- Opening Delimiter -

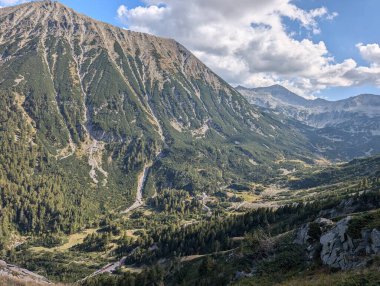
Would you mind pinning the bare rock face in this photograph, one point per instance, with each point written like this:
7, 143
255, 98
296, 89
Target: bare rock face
335, 247
15, 272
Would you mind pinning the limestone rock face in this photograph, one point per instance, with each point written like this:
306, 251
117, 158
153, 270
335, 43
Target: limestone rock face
335, 247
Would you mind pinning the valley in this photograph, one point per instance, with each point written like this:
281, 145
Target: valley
125, 160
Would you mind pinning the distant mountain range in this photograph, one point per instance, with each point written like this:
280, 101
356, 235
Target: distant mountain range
349, 127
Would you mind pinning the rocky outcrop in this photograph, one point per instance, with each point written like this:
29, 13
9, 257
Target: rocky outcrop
14, 272
334, 246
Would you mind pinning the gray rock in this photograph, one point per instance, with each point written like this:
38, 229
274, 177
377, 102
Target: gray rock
375, 241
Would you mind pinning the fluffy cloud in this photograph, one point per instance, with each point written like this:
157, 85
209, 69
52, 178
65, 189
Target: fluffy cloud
370, 52
247, 42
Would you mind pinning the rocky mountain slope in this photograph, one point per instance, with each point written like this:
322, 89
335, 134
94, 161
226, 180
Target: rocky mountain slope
349, 128
98, 116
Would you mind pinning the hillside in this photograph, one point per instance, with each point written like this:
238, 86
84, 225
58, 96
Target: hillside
98, 116
341, 130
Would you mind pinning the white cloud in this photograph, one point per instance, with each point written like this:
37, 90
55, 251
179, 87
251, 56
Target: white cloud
370, 53
246, 41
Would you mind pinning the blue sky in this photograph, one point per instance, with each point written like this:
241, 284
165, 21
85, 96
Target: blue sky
309, 46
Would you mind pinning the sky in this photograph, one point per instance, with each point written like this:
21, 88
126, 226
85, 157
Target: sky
316, 48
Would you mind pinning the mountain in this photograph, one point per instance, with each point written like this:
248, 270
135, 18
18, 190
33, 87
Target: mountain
345, 129
95, 117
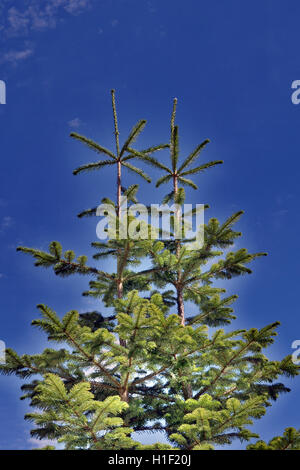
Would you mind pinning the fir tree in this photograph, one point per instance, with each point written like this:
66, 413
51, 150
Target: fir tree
148, 367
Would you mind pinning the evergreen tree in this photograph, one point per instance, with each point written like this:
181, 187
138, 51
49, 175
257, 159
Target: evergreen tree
148, 367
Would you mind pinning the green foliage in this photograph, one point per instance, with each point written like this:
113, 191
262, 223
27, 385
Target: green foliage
152, 363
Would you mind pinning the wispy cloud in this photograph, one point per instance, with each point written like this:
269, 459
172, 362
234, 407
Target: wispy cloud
39, 15
75, 123
15, 56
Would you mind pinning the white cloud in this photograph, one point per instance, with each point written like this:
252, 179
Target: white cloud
14, 56
75, 123
39, 15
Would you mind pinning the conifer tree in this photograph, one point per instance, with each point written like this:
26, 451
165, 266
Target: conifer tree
152, 365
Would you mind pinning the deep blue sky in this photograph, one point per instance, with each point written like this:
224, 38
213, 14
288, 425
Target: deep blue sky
231, 65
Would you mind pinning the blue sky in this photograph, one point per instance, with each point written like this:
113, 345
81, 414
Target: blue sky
231, 65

- Closing Delimiter -

▸ **ACTION ITEM**
Without including any pictures, copy every line above exactly.

▸ **EXERCISE OUTPUT**
Would you mind pinning the bare rock face in this photograph, one point per instance, with each point written like this:
7, 143
255, 98
296, 89
Target: bare rock face
335, 247
15, 272
Would you mind pinning the limestone rock face in this photograph, one point per instance, with each point written like this:
306, 251
117, 158
153, 270
335, 43
Target: limestone rock face
335, 247
Would you mind pinning the valley in this photograph, one point per instance, with each point written like this:
281, 145
Target: valley
125, 160
Would you mind pinning the distant mountain range in this photograph, one point per instance, with each point written like this:
280, 101
356, 235
Target: distant mountain range
349, 127
Would you mind pinning the rocky outcrop in this photograph, one point per instance, with each point written like this:
29, 13
9, 257
Target: rocky outcrop
14, 272
334, 246
Would you mind pinning the gray rock in this photograph, one point per instance, with each point written like this:
38, 229
274, 177
377, 102
Target: gray rock
375, 241
Would you mind pinning the fluffy cloud in this photograph, one point per instance, with each point written like this:
157, 85
209, 69
52, 178
65, 189
Target: fluffy cloud
370, 52
247, 42
Would you mind pinning the rocky mountain slope in this photograph, one point per instance, with each point written like this:
322, 89
335, 134
94, 161
226, 180
Target: rocky mountain slope
349, 128
98, 116
Would you mind pinning the hillside in this photograph, one point per instance, with each point written like this:
238, 86
84, 225
58, 96
Target: hillside
98, 116
341, 130
Would you mind pinning the white cloud in this photograph, one point per instance, with each point written like this:
37, 90
55, 251
179, 87
251, 56
Target: white cloud
370, 53
246, 41
Would you mind pinning the blue sky in this photograph, one point per instance, with each point written like this:
241, 284
165, 21
85, 96
Target: blue sky
309, 46
Would you mind pinning the sky in this photograph, one point per instance, with each point written like this:
21, 88
126, 226
85, 157
Target: sky
316, 48
Would you mind pinning the mountain in this photograph, one point per instance, with each point written like this:
248, 270
135, 18
18, 190
33, 87
Target: mountain
345, 129
95, 117
Would you mind pinning the fir tree in this photograph, one point per instance, with each point written like this:
66, 413
51, 150
Target: fir tree
148, 367
Would you mind pinning the evergreen tree in this photograph, one point per instance, with each point written like this:
181, 187
138, 51
49, 175
257, 159
Target: evergreen tree
148, 367
Would you mind pinning the green foliage in this photograph, one point per instance, with each point written like this:
113, 191
262, 223
27, 385
Target: green foliage
152, 363
Would you mind pinning the wispy cloud in this photograph, one point per instance, with each point written like this:
269, 459
172, 362
234, 407
Target: wispy cloud
39, 15
75, 123
15, 56
Would you mind pinning the white cloud in this photograph, one point per instance, with each point written like this:
252, 179
Target: white cloud
14, 56
75, 123
39, 15
Would you mind pinning the conifer tree in this photograph, one point per instance, with each point written like this:
26, 451
165, 266
Target: conifer tree
152, 365
Would you mind pinning the deep blue sky in this photograph, one point per instance, with each point written like this:
224, 38
213, 14
288, 425
Target: deep blue sky
231, 65
Would you mind pinning the blue sky in this photograph, one point per instance, with each point written like this:
113, 345
81, 414
Target: blue sky
231, 65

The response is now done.